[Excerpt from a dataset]
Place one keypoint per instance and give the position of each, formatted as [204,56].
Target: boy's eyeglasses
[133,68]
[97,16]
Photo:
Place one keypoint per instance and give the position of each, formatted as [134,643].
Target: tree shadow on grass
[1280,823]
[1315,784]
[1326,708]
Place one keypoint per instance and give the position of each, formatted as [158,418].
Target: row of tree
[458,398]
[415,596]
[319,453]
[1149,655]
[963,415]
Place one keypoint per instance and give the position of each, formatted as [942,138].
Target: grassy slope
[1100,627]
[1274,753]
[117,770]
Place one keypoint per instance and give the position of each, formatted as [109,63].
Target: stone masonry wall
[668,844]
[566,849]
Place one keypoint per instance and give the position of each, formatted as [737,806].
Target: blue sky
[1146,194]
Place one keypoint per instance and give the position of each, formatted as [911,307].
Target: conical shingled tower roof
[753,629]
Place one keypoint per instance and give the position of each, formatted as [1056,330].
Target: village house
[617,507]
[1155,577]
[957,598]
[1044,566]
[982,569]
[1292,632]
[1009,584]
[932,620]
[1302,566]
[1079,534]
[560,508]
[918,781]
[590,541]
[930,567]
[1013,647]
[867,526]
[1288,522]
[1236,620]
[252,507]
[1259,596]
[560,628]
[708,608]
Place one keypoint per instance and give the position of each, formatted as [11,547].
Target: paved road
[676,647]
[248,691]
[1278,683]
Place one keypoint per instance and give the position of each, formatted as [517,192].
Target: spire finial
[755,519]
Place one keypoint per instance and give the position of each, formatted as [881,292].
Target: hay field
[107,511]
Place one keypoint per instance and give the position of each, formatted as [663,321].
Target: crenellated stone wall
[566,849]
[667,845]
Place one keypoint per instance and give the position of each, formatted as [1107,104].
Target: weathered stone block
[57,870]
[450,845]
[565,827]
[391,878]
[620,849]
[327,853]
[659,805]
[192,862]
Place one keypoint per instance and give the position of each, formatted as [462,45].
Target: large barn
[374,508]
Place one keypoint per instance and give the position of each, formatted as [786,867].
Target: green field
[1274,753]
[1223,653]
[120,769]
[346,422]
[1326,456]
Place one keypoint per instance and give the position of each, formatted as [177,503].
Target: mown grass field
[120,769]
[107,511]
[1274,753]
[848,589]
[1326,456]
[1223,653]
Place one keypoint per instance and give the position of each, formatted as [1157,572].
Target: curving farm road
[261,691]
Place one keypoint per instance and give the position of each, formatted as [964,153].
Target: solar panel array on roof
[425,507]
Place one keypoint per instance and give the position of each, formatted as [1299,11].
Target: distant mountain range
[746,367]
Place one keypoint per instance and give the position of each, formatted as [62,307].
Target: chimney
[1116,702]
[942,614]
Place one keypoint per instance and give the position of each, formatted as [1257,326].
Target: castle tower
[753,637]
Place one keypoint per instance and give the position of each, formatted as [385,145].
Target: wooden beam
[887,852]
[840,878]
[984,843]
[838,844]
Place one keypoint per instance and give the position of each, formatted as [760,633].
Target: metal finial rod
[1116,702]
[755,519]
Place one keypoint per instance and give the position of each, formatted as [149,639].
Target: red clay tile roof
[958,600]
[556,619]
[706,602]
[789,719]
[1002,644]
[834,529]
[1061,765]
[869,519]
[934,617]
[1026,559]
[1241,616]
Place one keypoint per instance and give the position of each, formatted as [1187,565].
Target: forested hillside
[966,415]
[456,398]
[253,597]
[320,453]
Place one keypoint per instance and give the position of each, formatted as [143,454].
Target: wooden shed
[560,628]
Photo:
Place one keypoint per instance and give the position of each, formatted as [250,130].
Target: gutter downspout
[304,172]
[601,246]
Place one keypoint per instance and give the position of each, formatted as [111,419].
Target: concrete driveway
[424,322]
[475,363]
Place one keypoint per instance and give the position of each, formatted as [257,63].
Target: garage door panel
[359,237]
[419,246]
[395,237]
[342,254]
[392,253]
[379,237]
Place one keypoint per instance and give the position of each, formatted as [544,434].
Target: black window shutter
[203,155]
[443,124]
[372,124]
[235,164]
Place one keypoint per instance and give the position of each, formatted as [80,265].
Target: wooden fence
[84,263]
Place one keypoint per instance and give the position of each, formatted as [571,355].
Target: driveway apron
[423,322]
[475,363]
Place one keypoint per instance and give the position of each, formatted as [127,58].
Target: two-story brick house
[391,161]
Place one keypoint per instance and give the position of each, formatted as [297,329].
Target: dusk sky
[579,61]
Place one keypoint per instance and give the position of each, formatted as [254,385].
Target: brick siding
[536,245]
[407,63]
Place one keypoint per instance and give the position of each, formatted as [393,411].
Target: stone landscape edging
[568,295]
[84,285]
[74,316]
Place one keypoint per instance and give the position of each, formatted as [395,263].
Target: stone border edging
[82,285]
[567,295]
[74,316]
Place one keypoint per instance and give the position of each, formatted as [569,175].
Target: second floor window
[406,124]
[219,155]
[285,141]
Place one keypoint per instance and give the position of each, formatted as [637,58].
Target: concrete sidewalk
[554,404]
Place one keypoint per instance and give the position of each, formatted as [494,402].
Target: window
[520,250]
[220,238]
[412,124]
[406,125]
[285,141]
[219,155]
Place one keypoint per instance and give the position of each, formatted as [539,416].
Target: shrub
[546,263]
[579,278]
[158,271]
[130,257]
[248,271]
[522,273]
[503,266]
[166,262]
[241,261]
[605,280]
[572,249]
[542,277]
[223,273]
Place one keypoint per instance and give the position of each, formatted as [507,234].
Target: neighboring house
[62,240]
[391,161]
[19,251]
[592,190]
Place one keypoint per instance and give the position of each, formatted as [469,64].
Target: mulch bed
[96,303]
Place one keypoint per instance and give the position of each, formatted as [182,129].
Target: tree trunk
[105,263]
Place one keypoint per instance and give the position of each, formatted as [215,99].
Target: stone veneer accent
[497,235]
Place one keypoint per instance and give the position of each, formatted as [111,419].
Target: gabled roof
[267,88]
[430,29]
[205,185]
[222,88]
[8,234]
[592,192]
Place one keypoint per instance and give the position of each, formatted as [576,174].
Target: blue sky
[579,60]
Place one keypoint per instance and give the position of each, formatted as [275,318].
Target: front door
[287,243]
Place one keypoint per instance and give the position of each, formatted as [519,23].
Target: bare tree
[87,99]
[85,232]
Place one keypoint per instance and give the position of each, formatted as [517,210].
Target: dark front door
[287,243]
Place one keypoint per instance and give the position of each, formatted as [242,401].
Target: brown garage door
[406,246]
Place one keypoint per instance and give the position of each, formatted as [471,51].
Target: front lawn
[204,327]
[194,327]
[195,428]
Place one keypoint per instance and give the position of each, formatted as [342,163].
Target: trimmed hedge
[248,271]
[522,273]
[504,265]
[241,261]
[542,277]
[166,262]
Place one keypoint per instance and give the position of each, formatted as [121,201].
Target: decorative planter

## Your objective
Reproduce the data above word for word, from the first line through the last.

## Final result
Place one keypoint per instance and give the position of each, formatted as [204,56].
Target: boy's eyeglasses
[133,68]
[97,16]
Photo:
Place one keypoint per instance and give the position of each, formatted as [134,643].
Target: tree shadow on grass
[1280,823]
[1315,784]
[1326,708]
Place one keypoint per instance and give the position of each, formatted as [158,418].
Target: row of tree
[458,398]
[415,596]
[319,453]
[1149,655]
[963,415]
Place one keypoint per instance and give the position of each, formatted as [942,138].
Target: grassy slope
[1100,627]
[1274,753]
[117,770]
Place one keypoint per instance and give the position of each, formatted as [109,63].
Target: stone masonry wall
[668,844]
[566,849]
Place one keypoint per instance and give the position of each, formatted as [737,806].
Target: blue sky
[1146,194]
Place one keypoint per instance and give the position of each, formatted as [911,307].
Target: conical shingled tower roof
[753,629]
Place one keypoint per instance and give the position of each, formatted as [1056,330].
Target: village house
[617,507]
[1155,577]
[957,598]
[1044,566]
[982,569]
[1292,632]
[1009,584]
[932,620]
[1302,566]
[1079,534]
[560,508]
[918,781]
[590,541]
[930,567]
[1013,647]
[867,526]
[1288,522]
[1236,620]
[252,507]
[1259,596]
[560,628]
[708,608]
Place one keypoint per instance and give the position of each, formatted as [11,547].
Target: paved road
[676,647]
[248,691]
[1278,683]
Place one keypoint per instance and give the position of each, formatted as [517,192].
Target: spire finial
[755,519]
Place one keypoint per instance and give the position of each, formatted as [881,292].
Target: hay field
[107,511]
Place one keypoint per instance and give the position of each, formatted as [663,321].
Target: crenellated stone wall
[566,849]
[667,845]
Place one keypoint per instance and give the position of each, formatted as [1107,104].
Target: weathered stone block
[57,870]
[450,845]
[565,827]
[391,878]
[620,849]
[327,853]
[659,805]
[192,862]
Place one keypoint per instance and give the position of each, formatted as [462,45].
Target: large barn
[374,508]
Place one keypoint per instance and give the position of each, formatted as [786,867].
Target: green field
[1274,753]
[1223,653]
[120,769]
[346,422]
[1326,456]
Place one keypoint per instance and give the position of each, formatted as [177,503].
Target: mown grass field
[120,769]
[107,511]
[1274,753]
[848,589]
[1326,456]
[1223,653]
Place one keypoint per instance and give the position of each, formatted as [1157,572].
Target: curving farm road
[261,691]
Place one keypoint per instance and give the position of each, formatted as [964,153].
Target: solar panel array on roof
[425,507]
Place one keypoint per instance and give the position of each, formatted as [1299,11].
Target: distant mountain range
[746,367]
Place one keypoint per instance and give the position of each, formatted as [62,307].
Target: chimney
[1116,702]
[942,614]
Place one keypoint per instance and give the position of each, formatted as [1257,326].
Target: castle tower
[753,637]
Place one keypoint per instance and give the position of each, formatted as [385,145].
Target: wooden beam
[887,852]
[840,878]
[984,843]
[838,844]
Place one keypoint per instance and give the position of each, formatted as [760,633].
Target: metal finial rod
[1116,702]
[755,519]
Place one keypoint per instance and give the position of each, formatted as [149,639].
Target: red clay tile roof
[958,600]
[556,619]
[706,602]
[789,719]
[1002,644]
[834,529]
[1061,765]
[869,519]
[934,617]
[1026,559]
[1241,616]
Place one keypoint per instance and give the position of each, formatted as [1187,565].
Target: forested hillside
[966,415]
[456,398]
[253,597]
[320,453]
Place one keypoint per instance and give the position of each, formatted as [143,454].
Target: wooden shed
[560,628]
Photo:
Place one keypoint per instance and give the position of each, formatted as [250,130].
Target: gutter downspout
[304,172]
[601,246]
Place one keypoint per instance and give the position of each, formatted as [111,419].
Target: concrete driveway
[424,322]
[475,363]
Place one keypoint per instance and give the position of each, formatted as [257,63].
Target: garage door panel
[359,237]
[419,246]
[395,237]
[342,254]
[392,253]
[379,237]
Place one keypoint per instance and give the position of each, formatted as [544,434].
Target: black window shutter
[203,155]
[443,124]
[372,124]
[235,164]
Place one keypoint per instance and give the position of each, formatted as [80,265].
Target: wooden fence
[84,263]
Place one keypoint per instance and give the position of each, formatted as [571,355].
Target: driveway apron
[423,322]
[475,363]
Place one keypoint per instance and give the position of each, formatted as [127,58].
Target: two-story brick house
[391,161]
Place one keypoint per instance and give the position of each, formatted as [297,329].
Target: dusk sky
[579,61]
Place one keypoint per instance and give the position of each, formatted as [254,385].
Target: brick siding
[536,245]
[407,63]
Place one keypoint per instance and give the position of each, formatted as [393,411].
Target: stone landscape edging
[568,295]
[84,285]
[74,316]
Place one keypoint per instance and give the position of each, formatted as [395,263].
Target: stone border edging
[82,285]
[567,295]
[74,316]
Place one keypoint per instance and give the position of each, formatted as [569,175].
Target: second floor window
[406,124]
[219,155]
[285,141]
Place one keypoint per instance and give the position of each, formatted as [637,58].
Target: concrete sidewalk
[554,404]
Place one keypoint per instance and give the position of each, formatted as [494,402].
Target: window
[520,250]
[220,238]
[412,124]
[406,125]
[285,141]
[219,155]
Place one keypoint per instance and give the position of each, formatted as [539,416].
Target: shrub
[546,263]
[579,278]
[158,271]
[130,257]
[248,271]
[522,273]
[503,266]
[166,262]
[241,261]
[605,280]
[572,249]
[542,277]
[223,273]
Place one keypoint per instance and give the position of each, formatted as [507,234].
Target: neighboring house
[62,240]
[391,161]
[19,251]
[592,190]
Place one keypoint per instance and give the position of each, formatted as [469,64].
Target: mulch bed
[96,303]
Place one keypoint per instance and give the position of each, formatted as [182,129].
Target: tree trunk
[105,263]
Place one keypoint per instance and give the position of each, formatted as [215,99].
Target: stone veneer accent
[497,235]
Place one keypoint per instance and give the position of each, formatted as [111,419].
Target: gabled roof
[267,88]
[430,29]
[205,185]
[222,88]
[8,234]
[592,192]
Place one keypoint per instance and give the position of each, formatted as [576,174].
Target: blue sky
[579,60]
Place one keypoint per instance and give the position of each, formatted as [275,318].
Target: front door
[287,243]
Place one keypoint per instance and give the position of each, formatted as [519,23].
Target: bare tree
[87,99]
[85,232]
Place one keypoint per instance and give the position of each, formatted as [517,210].
Target: dark front door
[287,243]
Place one keypoint per instance and give the position of each, formatted as [242,401].
Target: brown garage door
[406,246]
Place one keypoint per instance and give the position of each, formatted as [471,51].
Target: front lawn
[204,327]
[194,327]
[195,428]
Place one keypoint per instance and give the position of each, formatted as [342,163].
Target: trimmed hedge
[248,271]
[522,273]
[504,265]
[241,261]
[542,277]
[166,262]
Place one keypoint per instance and give the position of each, formatted as [121,201].
Target: decorative planter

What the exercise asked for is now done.